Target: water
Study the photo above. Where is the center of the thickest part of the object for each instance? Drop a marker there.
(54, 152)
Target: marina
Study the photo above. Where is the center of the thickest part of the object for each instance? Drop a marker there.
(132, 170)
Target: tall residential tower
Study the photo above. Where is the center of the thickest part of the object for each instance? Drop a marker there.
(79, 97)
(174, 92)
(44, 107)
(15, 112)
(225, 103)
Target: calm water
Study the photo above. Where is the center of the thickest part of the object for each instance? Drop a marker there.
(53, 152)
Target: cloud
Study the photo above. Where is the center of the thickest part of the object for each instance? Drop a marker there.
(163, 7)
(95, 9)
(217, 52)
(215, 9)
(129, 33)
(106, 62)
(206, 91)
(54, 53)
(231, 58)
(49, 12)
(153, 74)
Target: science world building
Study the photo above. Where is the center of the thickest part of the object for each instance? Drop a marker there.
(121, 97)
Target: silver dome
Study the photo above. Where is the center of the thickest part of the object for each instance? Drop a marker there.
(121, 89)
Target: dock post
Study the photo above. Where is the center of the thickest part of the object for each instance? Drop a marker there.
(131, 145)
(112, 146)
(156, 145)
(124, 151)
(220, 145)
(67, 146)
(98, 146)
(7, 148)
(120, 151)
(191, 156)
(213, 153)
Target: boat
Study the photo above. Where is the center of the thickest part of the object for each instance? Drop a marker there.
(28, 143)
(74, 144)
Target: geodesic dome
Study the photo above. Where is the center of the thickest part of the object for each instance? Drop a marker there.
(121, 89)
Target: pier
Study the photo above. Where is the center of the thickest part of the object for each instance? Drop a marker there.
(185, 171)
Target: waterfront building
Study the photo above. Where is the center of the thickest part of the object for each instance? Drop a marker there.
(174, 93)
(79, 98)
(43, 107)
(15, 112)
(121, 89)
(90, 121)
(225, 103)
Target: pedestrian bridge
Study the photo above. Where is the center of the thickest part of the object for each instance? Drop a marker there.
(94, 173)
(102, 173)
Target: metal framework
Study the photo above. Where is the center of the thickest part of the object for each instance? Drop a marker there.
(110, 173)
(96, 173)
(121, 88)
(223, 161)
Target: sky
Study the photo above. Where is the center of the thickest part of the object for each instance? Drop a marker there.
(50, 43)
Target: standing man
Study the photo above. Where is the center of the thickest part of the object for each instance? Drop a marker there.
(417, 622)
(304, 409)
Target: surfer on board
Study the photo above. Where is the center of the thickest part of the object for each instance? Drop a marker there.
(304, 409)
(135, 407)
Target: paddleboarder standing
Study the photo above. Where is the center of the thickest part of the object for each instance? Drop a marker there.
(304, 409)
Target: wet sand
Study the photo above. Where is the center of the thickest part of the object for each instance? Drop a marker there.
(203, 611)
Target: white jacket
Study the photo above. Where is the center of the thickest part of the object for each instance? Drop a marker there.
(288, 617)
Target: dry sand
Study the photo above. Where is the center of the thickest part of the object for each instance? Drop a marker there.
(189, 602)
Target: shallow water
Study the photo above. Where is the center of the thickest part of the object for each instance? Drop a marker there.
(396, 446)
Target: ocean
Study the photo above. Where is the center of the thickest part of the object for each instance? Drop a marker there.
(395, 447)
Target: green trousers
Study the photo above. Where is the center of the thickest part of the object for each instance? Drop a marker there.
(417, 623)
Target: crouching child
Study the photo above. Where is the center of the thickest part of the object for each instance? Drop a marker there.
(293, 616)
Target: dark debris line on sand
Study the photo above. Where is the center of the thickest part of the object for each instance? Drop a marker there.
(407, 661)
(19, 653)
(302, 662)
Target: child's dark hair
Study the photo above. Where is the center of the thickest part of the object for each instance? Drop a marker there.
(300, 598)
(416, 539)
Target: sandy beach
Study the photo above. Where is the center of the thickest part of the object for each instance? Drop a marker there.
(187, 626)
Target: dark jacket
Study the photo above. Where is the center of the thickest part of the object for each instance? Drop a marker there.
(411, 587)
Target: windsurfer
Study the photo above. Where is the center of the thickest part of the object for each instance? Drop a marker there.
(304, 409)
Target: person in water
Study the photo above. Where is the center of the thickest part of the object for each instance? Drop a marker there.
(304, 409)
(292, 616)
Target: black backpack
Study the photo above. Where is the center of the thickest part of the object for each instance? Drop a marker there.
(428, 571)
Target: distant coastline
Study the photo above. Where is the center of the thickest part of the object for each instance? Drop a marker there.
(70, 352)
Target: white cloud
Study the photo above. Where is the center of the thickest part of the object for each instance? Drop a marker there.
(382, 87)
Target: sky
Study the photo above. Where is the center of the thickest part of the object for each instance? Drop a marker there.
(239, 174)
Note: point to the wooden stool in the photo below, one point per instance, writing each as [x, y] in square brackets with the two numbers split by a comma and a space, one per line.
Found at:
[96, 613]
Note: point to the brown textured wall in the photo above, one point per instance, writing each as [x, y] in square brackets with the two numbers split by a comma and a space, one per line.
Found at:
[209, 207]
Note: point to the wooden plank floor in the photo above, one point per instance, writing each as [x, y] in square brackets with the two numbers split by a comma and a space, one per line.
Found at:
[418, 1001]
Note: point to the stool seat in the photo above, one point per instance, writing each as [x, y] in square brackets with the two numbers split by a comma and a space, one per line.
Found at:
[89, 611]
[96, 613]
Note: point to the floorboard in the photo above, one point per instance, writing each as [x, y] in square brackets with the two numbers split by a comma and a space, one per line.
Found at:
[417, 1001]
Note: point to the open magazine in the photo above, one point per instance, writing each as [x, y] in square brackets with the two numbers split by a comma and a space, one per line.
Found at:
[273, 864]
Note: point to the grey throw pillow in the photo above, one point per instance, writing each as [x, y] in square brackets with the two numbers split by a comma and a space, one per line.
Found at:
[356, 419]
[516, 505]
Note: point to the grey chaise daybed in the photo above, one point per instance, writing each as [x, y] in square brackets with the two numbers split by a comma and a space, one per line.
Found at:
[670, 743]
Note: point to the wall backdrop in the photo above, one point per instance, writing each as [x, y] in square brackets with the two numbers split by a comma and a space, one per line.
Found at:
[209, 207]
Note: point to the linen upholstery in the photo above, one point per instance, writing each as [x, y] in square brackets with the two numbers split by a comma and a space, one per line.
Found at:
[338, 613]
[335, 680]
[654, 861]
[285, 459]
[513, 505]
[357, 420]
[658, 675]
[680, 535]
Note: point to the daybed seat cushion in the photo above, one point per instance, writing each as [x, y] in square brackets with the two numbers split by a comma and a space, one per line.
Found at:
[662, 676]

......

Task to complete:
Print from the line containing "Note: point to the open" to the last line above, exactly as written.

In response:
Note: point to the open magazine in the photo above, one point per instance, writing each as [x, y] in square brackets with the two numbers split by a comma and a space, one per line.
Found at:
[273, 864]
Note: point to the grey throw pillow in the photo above, one point per instance, writing each as [x, y] in square brackets with the two numbers split by a comma and a space, one per line.
Found at:
[356, 419]
[516, 505]
Note: point to the grey chaise daybed in the photo above, one point per instance, writing each as [x, y] in square brackets with the two numbers split by a comma and a space, one per line.
Found at:
[670, 743]
Note: point to the wall backdrop in the photo above, one point per instance, writing each as [x, y] in square brackets with the two numbers split by a comma and a space, one per line.
Found at:
[209, 207]
Note: point to the linen upholstery in the photo above, one point per instance, writing each as [x, y] in square brackets with the two numbers split by a comma and a space, one per line.
Found at:
[338, 613]
[335, 680]
[654, 861]
[285, 459]
[513, 505]
[357, 420]
[658, 675]
[680, 535]
Note: point to the daybed seat cushion in the photo above, one point per instance, writing each as [x, y] in square brackets with the two numbers split by a comma and a space, one per line.
Found at:
[662, 676]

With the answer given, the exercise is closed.